ABOUT THIS TASK: From the account of volunteering at Jamboree Creek, set down word for word the part that opens with the words containing "Jamboree Creek Yoga" and closes with "for five weeks.".

SOURCE PASSAGE:
.....

Jamboree Creek Yoga Resort, Goa – India
Volunteering with a Permaculture perspective
November – December 2016
Nicky and I arrived at Jamboree Creek late on a Friday night late November 2016. Tired and with our lungs full of thick Mumbai air we embarked on our first little Permaculture adventure as Workaway volunteers at the Creek. It became our home for five weeks.
After much needed rest, by day two we started feeling and tuning into the place, observing the energies using it and their needs for the space, the animals and plants that were growing there happily, and the ones that were not so happy. We observed the big expanses of parched land crying out for a living skin and listened to the needs of Pryianka, the owner and her staff.
Nicky and I set out to creating an updated map of what already existed and starting from it we focused on new areas that needed developing and coming up with easy to implement solutions to help Pryianka connect more to her beautiful piece of Goan paradise and make it a more fertile and productive sanctuary.
How we contributed?
Through observing and interacting we immediately responded by mulching and planting to fix nitrogen and break up the heavy clay soil in order to bring back some fertility to the parched land. Nicky was in charge of creating beautiful hand painted signs on scrap wood to document the plants on site and to inform guests and crew of the abundances growing before their very eyes.
With the crew we learned to recognize and celebrate seasonal abundances, such as using the lemongrass as tea, to make cordial and elixir and tuning in to better use resources on site. We mulched as many barren areas as we could with biomass found on site. With rice paddy straw, leaves, twigs to coconut husks and palm fronds we mulched all the new plants and some of the old and covered the land to help with moisture especially in the veg growing areas. We wanted to create ways of keeping the water in as much as we can so we created some moats and started a banana and coconut circle. This made an immediate impact and we started to plant all the newly mulched areas.

.....

SOURCE INFORMATION:

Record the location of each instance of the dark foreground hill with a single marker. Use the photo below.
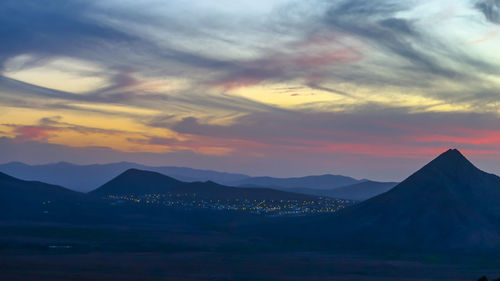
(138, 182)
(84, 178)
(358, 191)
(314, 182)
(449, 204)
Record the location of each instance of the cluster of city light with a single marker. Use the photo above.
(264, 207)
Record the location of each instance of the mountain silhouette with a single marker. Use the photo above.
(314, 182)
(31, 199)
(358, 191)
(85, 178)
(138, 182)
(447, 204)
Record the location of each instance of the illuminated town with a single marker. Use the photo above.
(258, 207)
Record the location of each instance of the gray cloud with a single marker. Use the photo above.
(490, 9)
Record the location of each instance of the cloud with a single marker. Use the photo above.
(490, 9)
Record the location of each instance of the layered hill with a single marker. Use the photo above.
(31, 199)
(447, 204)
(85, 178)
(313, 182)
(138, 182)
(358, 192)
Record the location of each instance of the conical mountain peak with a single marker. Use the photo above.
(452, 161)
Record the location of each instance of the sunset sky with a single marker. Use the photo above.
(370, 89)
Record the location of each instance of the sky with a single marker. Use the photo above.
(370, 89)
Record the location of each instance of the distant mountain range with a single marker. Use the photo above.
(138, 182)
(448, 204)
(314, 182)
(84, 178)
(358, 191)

.....

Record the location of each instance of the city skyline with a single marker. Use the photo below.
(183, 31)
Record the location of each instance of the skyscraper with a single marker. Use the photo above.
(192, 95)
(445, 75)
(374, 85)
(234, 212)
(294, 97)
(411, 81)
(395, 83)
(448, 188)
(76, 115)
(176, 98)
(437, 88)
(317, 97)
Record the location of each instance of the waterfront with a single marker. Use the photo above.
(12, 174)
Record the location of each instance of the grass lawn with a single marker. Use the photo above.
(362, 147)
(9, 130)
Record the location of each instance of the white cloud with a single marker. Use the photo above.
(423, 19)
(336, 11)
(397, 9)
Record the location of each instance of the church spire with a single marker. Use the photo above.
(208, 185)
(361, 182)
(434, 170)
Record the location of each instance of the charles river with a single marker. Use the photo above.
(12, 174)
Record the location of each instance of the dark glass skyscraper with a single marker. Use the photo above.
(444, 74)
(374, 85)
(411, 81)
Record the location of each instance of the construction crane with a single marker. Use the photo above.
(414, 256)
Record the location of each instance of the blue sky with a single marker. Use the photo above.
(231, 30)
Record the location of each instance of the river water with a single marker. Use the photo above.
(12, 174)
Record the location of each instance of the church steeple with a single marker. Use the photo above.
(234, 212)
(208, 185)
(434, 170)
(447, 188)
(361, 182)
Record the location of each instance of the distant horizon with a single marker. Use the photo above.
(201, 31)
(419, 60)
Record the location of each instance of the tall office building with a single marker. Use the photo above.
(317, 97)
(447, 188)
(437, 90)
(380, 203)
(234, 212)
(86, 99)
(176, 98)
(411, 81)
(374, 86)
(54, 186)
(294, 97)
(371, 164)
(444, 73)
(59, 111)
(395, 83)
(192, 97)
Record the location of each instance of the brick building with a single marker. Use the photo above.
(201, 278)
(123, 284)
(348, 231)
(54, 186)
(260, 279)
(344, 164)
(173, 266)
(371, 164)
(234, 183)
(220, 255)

.....

TASK ANSWER:
Jamboree Creek Yoga Resort, Goa – India
Volunteering with a Permaculture perspective
November – December 2016
Nicky and I arrived at Jamboree Creek late on a Friday night late November 2016. Tired and with our lungs full of thick Mumbai air we embarked on our first little Permaculture adventure as Workaway volunteers at the Creek. It became our home for five weeks.